Continue the article about Bajcetic and Liverpool's youth graduates under Klopp from the point where it stops, not the material that follows it.

SELECTED TEXT
========================

The Spaniard has been the breakthrough star for Liverpool this season, impressing Jurgen Klopp having grasped the opening of a place on the summer tour to Thailand and Singapore and now regarded by the Reds boss as a fully-fledged first-team squad member. It has also helped earn him a new long-term contract which he signed on Thursday.

In all competitions, Bajcetic has made 10 appearances. And that figure sees him act an unwitting barometer of the availability issues that have hampered Liverpool this campaign - the teenager has featured more times than Naby Keita, Ibrahima Konate and Diogo Jota, the same as Curtis Jones and Alex Oxlade-Chamberlain, and only two fewer than Luis Diaz.

By comparison to those team-mates, the youngster is only just getting started at Liverpool. But making the notable step up from Academy player to Premier League starter isn't necessarily a guarantee of longevity in the top flight under Klopp.

Bajcetic faces a difficult but not impossible task. During the Klopp era, 16 youth graduates - and by which we mean players who, even if bought in from elsewhere, have spent at least one full season at the Academy before stepping up to the senior side - have been handed a full Premier League debut.

========================

DATA
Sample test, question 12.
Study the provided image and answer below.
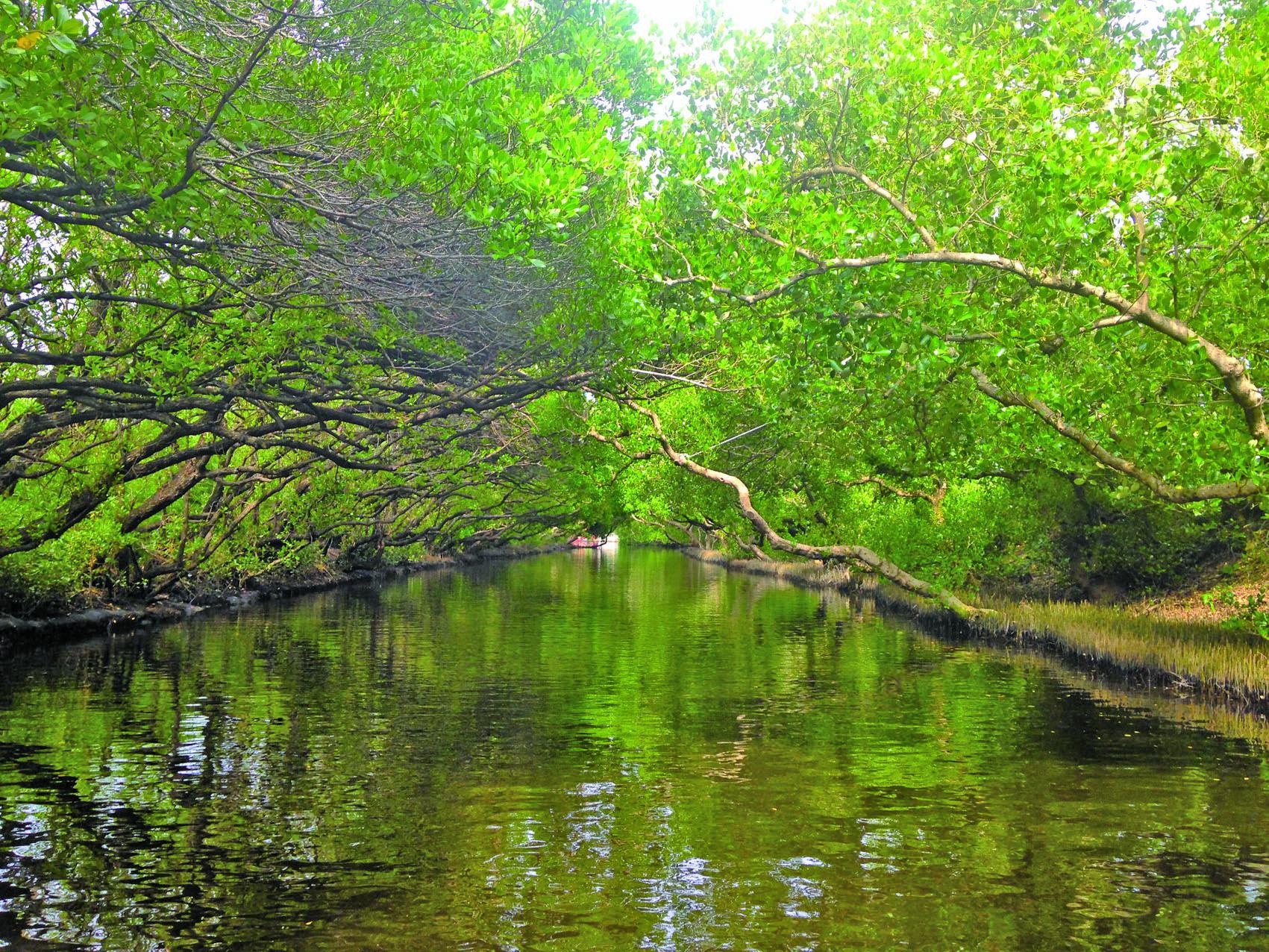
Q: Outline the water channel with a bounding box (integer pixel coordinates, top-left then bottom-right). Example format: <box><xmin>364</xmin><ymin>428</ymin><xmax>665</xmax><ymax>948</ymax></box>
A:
<box><xmin>0</xmin><ymin>550</ymin><xmax>1269</xmax><ymax>951</ymax></box>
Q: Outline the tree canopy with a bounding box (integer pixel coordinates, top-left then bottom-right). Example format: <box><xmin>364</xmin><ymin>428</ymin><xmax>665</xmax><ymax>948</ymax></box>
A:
<box><xmin>0</xmin><ymin>0</ymin><xmax>1269</xmax><ymax>610</ymax></box>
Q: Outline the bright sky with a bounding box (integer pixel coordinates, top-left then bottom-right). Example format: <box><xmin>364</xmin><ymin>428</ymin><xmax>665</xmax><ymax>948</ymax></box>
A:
<box><xmin>633</xmin><ymin>0</ymin><xmax>809</xmax><ymax>33</ymax></box>
<box><xmin>633</xmin><ymin>0</ymin><xmax>1209</xmax><ymax>34</ymax></box>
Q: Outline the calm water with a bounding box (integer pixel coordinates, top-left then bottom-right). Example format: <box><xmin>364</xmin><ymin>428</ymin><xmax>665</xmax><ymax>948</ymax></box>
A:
<box><xmin>0</xmin><ymin>550</ymin><xmax>1269</xmax><ymax>950</ymax></box>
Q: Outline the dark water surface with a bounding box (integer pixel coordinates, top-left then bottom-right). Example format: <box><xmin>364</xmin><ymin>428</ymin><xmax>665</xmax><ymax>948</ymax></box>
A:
<box><xmin>0</xmin><ymin>550</ymin><xmax>1269</xmax><ymax>950</ymax></box>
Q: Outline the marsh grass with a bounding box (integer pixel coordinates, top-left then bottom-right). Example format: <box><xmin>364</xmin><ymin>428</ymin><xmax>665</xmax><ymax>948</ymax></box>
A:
<box><xmin>985</xmin><ymin>601</ymin><xmax>1269</xmax><ymax>702</ymax></box>
<box><xmin>688</xmin><ymin>550</ymin><xmax>1269</xmax><ymax>710</ymax></box>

========================

TASK ANSWER
Only three have thus far reached double figures in terms of league starts for Liverpool. Trent Alexander-Arnold is the obvious standout, having made 164 Premier League starts since his first at Old Trafford in January 2017.

Curtis Jones, with 25 starts, comes next, with Nat Phillips the other, although the last of his 16 Premier League starts was back in August at home to Crystal Palace.

Rhys Williams (seven), Caoimhin Kelleher (four) and Tyler Morton (one, at Tottenham Hotspur last season) are the only other such players still on the books at Liverpool.

Of those who have departed, Neco Williams made 33 appearances for the Reds but only six were as a Premier League starter, the same as Kevin Stewart, who had 20 outings overall. Sheyi Ojo had five top-flight starts, Brad Smith three, Connor Randall and Danny Ward two, while Pedro Chirivella and Cameron Brannagan had one each.

Even Ben Woodburn, who remains the club's youngest-ever goalscorer, made just one Premier League start - at Stoke City in April 2017 - out of his 11 appearances for the the Reds.

That the Premier League remains the pinnacle - Morton, for example, has made more Champions League starts - is underlined by the fact that, during Klopp's time in charge, a further 25 Academy graduates have been given a start in cup competitions without beginning a top-flight game, three coming this season in Bobby Clark, Melkamu Frauendorf and Layton Stewart.

In mitigation, nine of those first-time starters made their only such appearance while starring for what were in effect under-23 teams helmed by their then-coach Neil Critchley during either the Carabao Cup quarter-final at Aston Villa in December 2019 or the FA Cup fourth round replay against Shrewsbury Town two months later.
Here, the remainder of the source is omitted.